Labeled area outline entries:
+-------+

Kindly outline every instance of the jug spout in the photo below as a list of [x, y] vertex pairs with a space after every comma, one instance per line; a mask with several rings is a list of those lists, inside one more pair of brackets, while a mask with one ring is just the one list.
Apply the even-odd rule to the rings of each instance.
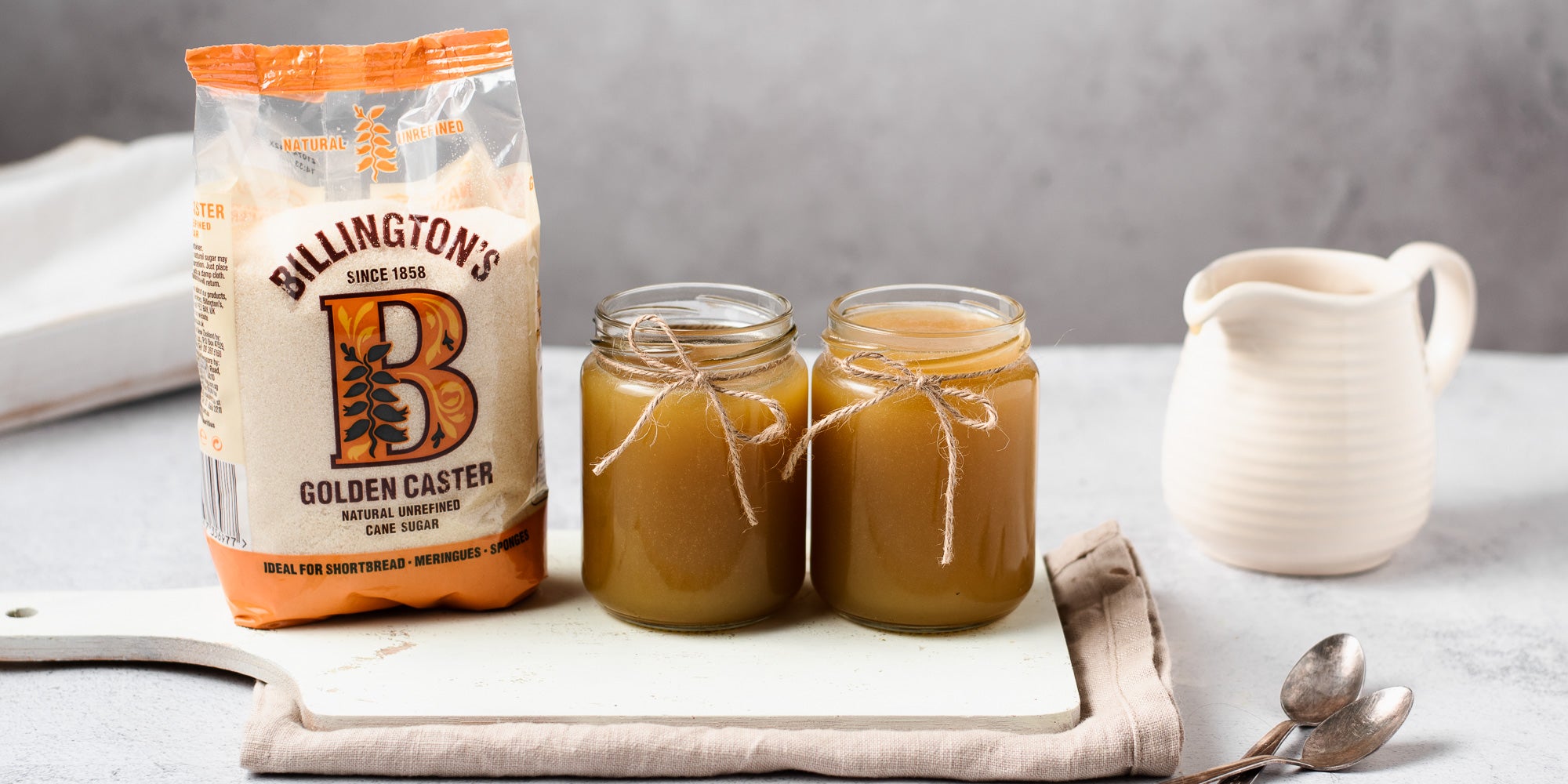
[[1259, 312], [1259, 304], [1276, 296], [1289, 298], [1290, 292], [1265, 281], [1226, 281], [1210, 265], [1187, 281], [1182, 317], [1187, 318], [1187, 329], [1198, 334], [1209, 321]]
[[1314, 248], [1264, 248], [1215, 260], [1187, 282], [1182, 315], [1192, 332], [1214, 320], [1269, 318], [1279, 307], [1377, 307], [1414, 281], [1375, 256]]

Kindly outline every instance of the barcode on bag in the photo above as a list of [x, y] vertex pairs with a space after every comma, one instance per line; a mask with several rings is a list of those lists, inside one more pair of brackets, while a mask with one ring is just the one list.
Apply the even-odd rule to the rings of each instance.
[[202, 455], [201, 516], [207, 533], [229, 547], [248, 549], [245, 519], [245, 469]]

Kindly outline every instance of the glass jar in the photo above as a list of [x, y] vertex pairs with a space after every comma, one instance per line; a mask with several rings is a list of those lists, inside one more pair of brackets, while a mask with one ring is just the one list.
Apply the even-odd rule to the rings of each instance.
[[1035, 579], [1040, 372], [1024, 307], [978, 289], [886, 285], [837, 298], [822, 337], [814, 416], [864, 408], [812, 441], [817, 593], [900, 632], [1013, 612]]
[[809, 389], [789, 301], [745, 285], [648, 285], [601, 301], [594, 325], [582, 367], [583, 583], [612, 615], [657, 629], [767, 618], [806, 571], [806, 481], [781, 477]]

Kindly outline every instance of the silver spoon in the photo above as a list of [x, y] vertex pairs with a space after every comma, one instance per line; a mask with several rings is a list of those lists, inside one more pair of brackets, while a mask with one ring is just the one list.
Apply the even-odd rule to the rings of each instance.
[[1264, 765], [1295, 765], [1306, 770], [1344, 770], [1361, 762], [1388, 743], [1410, 715], [1414, 695], [1405, 687], [1389, 687], [1374, 691], [1334, 712], [1306, 737], [1301, 759], [1258, 756], [1220, 765], [1217, 768], [1167, 779], [1163, 784], [1203, 784], [1232, 773], [1242, 773]]
[[[1314, 728], [1334, 710], [1348, 706], [1361, 696], [1366, 681], [1366, 654], [1361, 641], [1347, 633], [1327, 637], [1284, 676], [1279, 688], [1279, 707], [1289, 717], [1275, 724], [1243, 757], [1273, 754], [1295, 728]], [[1262, 770], [1250, 770], [1225, 779], [1225, 784], [1251, 784]]]

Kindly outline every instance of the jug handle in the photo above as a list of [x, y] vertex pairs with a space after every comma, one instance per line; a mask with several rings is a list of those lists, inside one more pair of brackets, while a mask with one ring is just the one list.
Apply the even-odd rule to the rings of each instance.
[[1475, 332], [1475, 274], [1463, 256], [1438, 243], [1405, 245], [1388, 260], [1411, 281], [1432, 273], [1436, 296], [1427, 331], [1427, 384], [1436, 397], [1454, 379]]

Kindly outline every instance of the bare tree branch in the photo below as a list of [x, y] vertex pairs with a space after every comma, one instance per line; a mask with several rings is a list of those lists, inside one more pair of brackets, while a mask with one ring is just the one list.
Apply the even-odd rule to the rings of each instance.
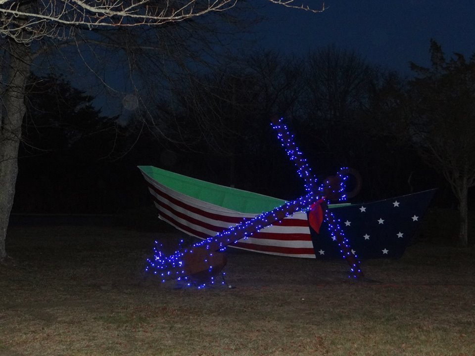
[[[319, 9], [295, 4], [294, 0], [268, 0], [313, 12]], [[77, 28], [158, 26], [226, 11], [238, 0], [0, 0], [0, 35], [30, 43], [44, 37], [65, 40]]]

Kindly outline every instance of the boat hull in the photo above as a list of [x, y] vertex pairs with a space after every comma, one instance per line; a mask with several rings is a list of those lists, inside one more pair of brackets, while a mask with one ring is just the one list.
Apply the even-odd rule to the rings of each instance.
[[[285, 203], [151, 166], [139, 168], [160, 219], [200, 239], [213, 236]], [[411, 242], [434, 192], [432, 189], [368, 203], [331, 206], [331, 211], [339, 220], [359, 257], [398, 258]], [[253, 202], [245, 202], [248, 201]], [[317, 233], [309, 227], [306, 212], [295, 213], [230, 246], [299, 258], [333, 259], [341, 256], [326, 223]]]

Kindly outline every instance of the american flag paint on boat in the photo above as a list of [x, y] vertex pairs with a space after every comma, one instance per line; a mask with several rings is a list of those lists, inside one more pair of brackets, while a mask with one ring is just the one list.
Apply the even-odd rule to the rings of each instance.
[[[150, 166], [142, 172], [159, 217], [179, 230], [205, 239], [282, 205], [285, 201], [226, 187]], [[361, 258], [398, 258], [404, 253], [434, 189], [359, 204], [330, 205], [355, 253]], [[340, 258], [326, 223], [317, 233], [308, 213], [299, 212], [230, 247], [306, 258]]]

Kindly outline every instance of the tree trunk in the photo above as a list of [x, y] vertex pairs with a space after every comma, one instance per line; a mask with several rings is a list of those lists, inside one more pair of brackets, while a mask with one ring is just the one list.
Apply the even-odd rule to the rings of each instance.
[[6, 229], [15, 196], [21, 124], [26, 111], [25, 86], [32, 60], [29, 47], [12, 41], [7, 43], [9, 67], [2, 98], [5, 111], [0, 118], [0, 262], [7, 257]]
[[462, 246], [467, 247], [469, 244], [469, 186], [468, 180], [465, 177], [459, 182], [456, 194], [459, 201], [459, 241]]

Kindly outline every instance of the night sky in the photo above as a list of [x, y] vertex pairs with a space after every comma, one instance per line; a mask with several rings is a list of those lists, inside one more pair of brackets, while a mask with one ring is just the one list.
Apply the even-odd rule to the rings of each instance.
[[[326, 0], [323, 13], [288, 9], [261, 0], [269, 17], [256, 28], [264, 48], [304, 55], [329, 44], [354, 50], [368, 62], [411, 74], [408, 62], [428, 65], [429, 40], [448, 56], [475, 52], [473, 0]], [[313, 2], [321, 7], [318, 0]]]

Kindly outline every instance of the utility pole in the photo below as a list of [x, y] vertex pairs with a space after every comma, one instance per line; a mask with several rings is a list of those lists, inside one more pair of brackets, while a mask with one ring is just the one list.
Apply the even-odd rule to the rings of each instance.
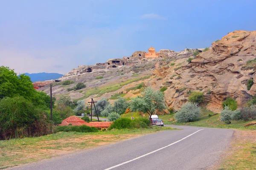
[[51, 98], [51, 120], [52, 120], [52, 83], [50, 85], [50, 97]]

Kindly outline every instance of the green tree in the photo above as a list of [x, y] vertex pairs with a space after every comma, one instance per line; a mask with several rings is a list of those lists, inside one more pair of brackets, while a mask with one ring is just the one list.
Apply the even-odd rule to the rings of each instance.
[[[100, 100], [99, 100], [95, 104], [96, 109], [99, 115], [101, 115], [102, 111], [105, 109], [106, 107], [110, 104], [109, 102], [108, 102], [106, 98], [103, 98]], [[94, 115], [96, 114], [96, 111], [94, 108], [93, 108], [93, 111]]]
[[175, 114], [175, 117], [178, 122], [190, 122], [194, 121], [200, 114], [201, 108], [198, 104], [188, 102]]
[[35, 90], [29, 76], [18, 76], [9, 67], [0, 67], [0, 99], [17, 96], [23, 96], [35, 106], [50, 107], [50, 97]]
[[84, 110], [85, 107], [85, 102], [84, 100], [80, 100], [77, 101], [77, 106], [75, 108], [74, 111], [76, 115], [78, 116], [79, 114], [81, 115], [81, 111]]
[[78, 90], [80, 89], [81, 89], [83, 88], [85, 88], [86, 87], [86, 85], [83, 83], [82, 82], [79, 82], [77, 83], [76, 85], [74, 88], [74, 90]]
[[223, 108], [225, 108], [226, 106], [228, 106], [229, 108], [233, 111], [235, 110], [237, 108], [237, 102], [234, 99], [227, 97], [222, 103]]
[[109, 121], [113, 121], [117, 120], [119, 117], [120, 117], [120, 116], [117, 113], [112, 112], [108, 114], [108, 119]]
[[52, 125], [42, 109], [23, 96], [0, 100], [0, 139], [49, 134]]
[[230, 120], [232, 119], [231, 116], [233, 112], [232, 110], [230, 109], [229, 107], [227, 105], [225, 106], [225, 107], [221, 110], [220, 116], [221, 116], [221, 120], [227, 124], [230, 124], [231, 123]]
[[70, 96], [66, 95], [62, 95], [60, 96], [59, 97], [56, 101], [56, 104], [57, 105], [61, 105], [65, 106], [70, 106], [71, 103], [71, 98], [70, 98]]
[[102, 116], [108, 117], [108, 114], [111, 112], [113, 112], [114, 110], [114, 108], [111, 105], [108, 105], [105, 109], [101, 112], [100, 116]]
[[118, 99], [114, 103], [114, 111], [120, 114], [124, 113], [128, 106], [129, 104], [127, 100], [119, 96]]
[[164, 95], [161, 91], [154, 91], [151, 87], [148, 87], [141, 94], [141, 97], [137, 96], [131, 99], [130, 108], [132, 110], [147, 113], [151, 118], [157, 110], [160, 111], [167, 108], [165, 105]]
[[189, 101], [192, 103], [201, 103], [204, 99], [204, 93], [200, 91], [193, 91], [189, 97]]
[[57, 105], [54, 110], [59, 115], [62, 120], [74, 115], [74, 111], [70, 107], [65, 106], [63, 104]]

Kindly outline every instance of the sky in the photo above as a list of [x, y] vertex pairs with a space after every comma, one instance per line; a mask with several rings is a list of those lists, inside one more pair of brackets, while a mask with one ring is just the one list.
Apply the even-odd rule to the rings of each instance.
[[256, 1], [0, 0], [0, 65], [65, 74], [137, 51], [204, 48], [256, 30]]

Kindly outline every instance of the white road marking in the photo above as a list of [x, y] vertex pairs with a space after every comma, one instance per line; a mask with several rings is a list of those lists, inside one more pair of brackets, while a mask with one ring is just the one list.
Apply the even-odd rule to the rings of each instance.
[[179, 140], [178, 141], [177, 141], [176, 142], [174, 142], [173, 143], [172, 143], [171, 144], [168, 144], [167, 146], [164, 146], [164, 147], [161, 147], [160, 148], [157, 149], [156, 150], [154, 150], [154, 151], [153, 151], [152, 152], [149, 152], [149, 153], [146, 153], [145, 154], [142, 155], [141, 156], [137, 157], [137, 158], [135, 158], [134, 159], [131, 159], [131, 160], [130, 160], [129, 161], [126, 161], [126, 162], [124, 162], [122, 163], [121, 164], [117, 164], [116, 165], [115, 165], [115, 166], [113, 166], [113, 167], [109, 167], [108, 168], [105, 169], [104, 170], [111, 170], [112, 169], [116, 167], [118, 167], [120, 166], [121, 165], [122, 165], [123, 164], [127, 164], [127, 163], [128, 163], [129, 162], [131, 162], [132, 161], [135, 161], [136, 160], [138, 159], [139, 159], [140, 158], [143, 158], [143, 157], [144, 156], [148, 156], [148, 155], [150, 155], [151, 154], [152, 154], [153, 153], [154, 153], [155, 152], [157, 152], [158, 151], [159, 151], [160, 150], [162, 150], [162, 149], [164, 149], [166, 147], [169, 147], [170, 146], [172, 146], [172, 145], [173, 145], [174, 144], [176, 144], [176, 143], [177, 143], [178, 142], [180, 142], [181, 141], [183, 141], [183, 140], [187, 138], [188, 138], [190, 136], [192, 136], [192, 135], [194, 135], [194, 134], [195, 134], [195, 133], [198, 132], [199, 131], [203, 130], [204, 129], [200, 129], [200, 130], [198, 130], [196, 132], [194, 132], [193, 133], [191, 133], [189, 135], [187, 136], [186, 136], [185, 137], [182, 138], [181, 139]]
[[180, 128], [189, 128], [189, 129], [197, 129], [198, 130], [198, 129], [197, 128], [189, 128], [189, 127], [184, 127], [184, 126], [176, 126], [177, 127], [180, 127]]

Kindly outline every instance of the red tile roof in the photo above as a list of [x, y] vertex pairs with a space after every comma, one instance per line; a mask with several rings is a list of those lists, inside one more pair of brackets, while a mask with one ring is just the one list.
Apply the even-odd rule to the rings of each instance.
[[84, 125], [95, 128], [109, 128], [112, 122], [91, 122], [87, 123], [75, 116], [71, 116], [63, 120], [62, 122], [59, 125], [67, 126], [69, 124], [72, 124], [73, 126], [80, 126]]
[[91, 122], [88, 126], [95, 128], [109, 128], [112, 122]]
[[73, 126], [80, 126], [84, 125], [88, 126], [89, 123], [75, 116], [71, 116], [63, 120], [62, 122], [59, 125], [60, 126], [67, 126], [72, 124]]

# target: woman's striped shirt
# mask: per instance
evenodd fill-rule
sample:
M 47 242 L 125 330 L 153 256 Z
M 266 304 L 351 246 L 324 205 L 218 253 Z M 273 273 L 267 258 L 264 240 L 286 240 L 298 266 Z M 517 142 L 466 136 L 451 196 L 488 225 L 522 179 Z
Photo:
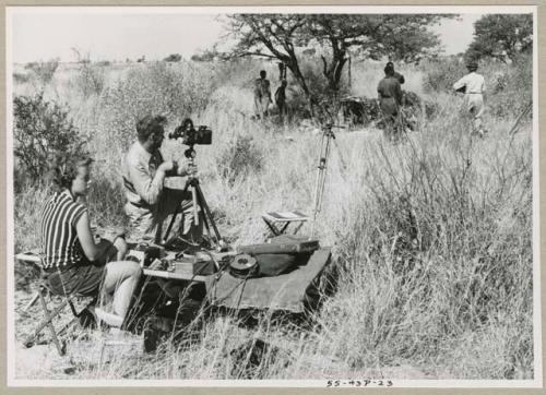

+-------+

Task statement: Could you switch "jug spout" to "pitcher spout" in the entries, beginning at their start and stopping after the line that has "281], [1375, 256]]", with everything else unchanged and the pictures left out?

Response to this exercise:
Kindly outline every instance of the pitcher spout in the photo below as a list of [x, y] vertex pairs with a space after every comma, one instance per line; a mask with several rings is a list of those lists, inside one more pair of brackets, while a mask with one ring is just the one list.
Apply the even-odd rule to the rings of each instance.
[[1259, 312], [1259, 304], [1276, 296], [1289, 298], [1290, 292], [1265, 281], [1226, 281], [1210, 265], [1187, 281], [1182, 317], [1187, 318], [1187, 329], [1198, 334], [1209, 321]]
[[1314, 248], [1264, 248], [1215, 260], [1187, 282], [1182, 315], [1192, 332], [1214, 320], [1269, 318], [1279, 307], [1377, 307], [1414, 281], [1375, 256]]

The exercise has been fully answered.